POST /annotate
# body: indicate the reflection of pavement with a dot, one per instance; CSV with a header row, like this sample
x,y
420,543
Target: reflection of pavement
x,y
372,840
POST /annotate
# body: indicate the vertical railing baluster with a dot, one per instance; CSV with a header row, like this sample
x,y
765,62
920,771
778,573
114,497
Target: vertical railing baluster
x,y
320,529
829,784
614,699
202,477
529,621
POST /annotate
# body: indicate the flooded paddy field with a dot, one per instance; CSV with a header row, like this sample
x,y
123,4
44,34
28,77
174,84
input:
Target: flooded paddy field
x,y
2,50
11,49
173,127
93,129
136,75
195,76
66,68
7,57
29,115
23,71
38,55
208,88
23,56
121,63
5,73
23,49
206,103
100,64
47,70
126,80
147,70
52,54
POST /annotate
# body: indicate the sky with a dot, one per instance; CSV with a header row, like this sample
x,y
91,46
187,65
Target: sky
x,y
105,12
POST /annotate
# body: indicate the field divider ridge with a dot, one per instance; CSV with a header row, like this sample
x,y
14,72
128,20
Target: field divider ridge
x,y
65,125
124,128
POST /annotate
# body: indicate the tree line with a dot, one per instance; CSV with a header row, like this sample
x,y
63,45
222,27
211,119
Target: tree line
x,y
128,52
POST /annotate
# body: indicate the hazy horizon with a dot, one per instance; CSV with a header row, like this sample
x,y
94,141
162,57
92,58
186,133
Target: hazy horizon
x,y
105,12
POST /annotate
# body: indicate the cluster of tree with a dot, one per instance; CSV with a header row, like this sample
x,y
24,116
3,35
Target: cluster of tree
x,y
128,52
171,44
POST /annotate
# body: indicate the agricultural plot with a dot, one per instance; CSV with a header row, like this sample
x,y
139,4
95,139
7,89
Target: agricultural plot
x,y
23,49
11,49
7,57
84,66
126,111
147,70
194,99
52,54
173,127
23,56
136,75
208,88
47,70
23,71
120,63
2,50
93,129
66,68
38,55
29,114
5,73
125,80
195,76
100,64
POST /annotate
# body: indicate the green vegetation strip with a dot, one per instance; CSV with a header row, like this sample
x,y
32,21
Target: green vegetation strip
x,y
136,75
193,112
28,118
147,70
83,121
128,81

|---|

- WRITTEN EXERCISE -
Repeat every line of the material above verbatim, from start to finish.

- TASK ANSWER -
POST /annotate
# body: indicate the reflection of pavement with a dot, one per instance; CSV with a header row, like this sample
x,y
420,543
Target: reflection of pavement
x,y
372,840
POST /annotate
# body: indicate the vertical railing baluster with a dot, one per instance; CSV with a header row, like this sample
x,y
765,62
920,771
778,573
114,497
Target: vertical railing baluster
x,y
320,529
829,784
614,699
202,477
529,621
POST /annotate
# body: indicate the flooded paddy field with a dot, one per instance; CSV with a header row, like this sample
x,y
123,4
44,34
28,77
174,84
input:
Target: flooded paddy field
x,y
2,50
11,49
173,127
93,129
136,75
195,76
66,68
7,57
29,115
23,71
38,55
208,88
23,56
121,63
5,73
23,49
206,103
100,64
47,70
126,80
147,70
52,54
POST /annotate
# body: indicate the sky with a dot, one per instance; CSV with a header row, like this sample
x,y
91,46
187,65
Target: sky
x,y
105,12
POST /annotate
# body: indicate the field divider ridge with a dot, one per instance; CSV with a header row, like this sample
x,y
14,72
128,20
Target: field divider ridge
x,y
65,125
124,128
POST /annotate
# body: indicate the tree line with a dot, one per instance; CSV with a header row, like this sample
x,y
63,45
222,27
211,119
Target: tree line
x,y
128,52
POST /annotate
# body: indicate the hazy horizon with a dot, one per instance; CSV with a header row, like this sample
x,y
94,141
162,57
92,58
186,133
Target: hazy horizon
x,y
105,12
POST /annotate
# body: indicate the cluster of tree with a dot, one per instance; CSV with a header row, like this sample
x,y
24,116
3,35
Target: cluster of tree
x,y
128,52
171,44
POST /annotate
# body: indicate the agricultural plot with a dot, one per instance; CSV with a header row, like this sample
x,y
139,4
95,139
7,89
Target: agricultural plot
x,y
23,49
11,49
7,57
84,66
126,111
147,70
194,99
52,54
173,127
23,56
136,75
208,88
47,70
23,71
120,63
2,50
93,129
66,68
38,55
29,114
5,73
125,80
195,76
100,64
POST /annotate
# body: indicate the green vegetation strip with a dot, one per instance; CSV with a header row, like this sample
x,y
32,21
Target: green vegetation strip
x,y
136,75
193,112
28,118
147,70
83,121
128,81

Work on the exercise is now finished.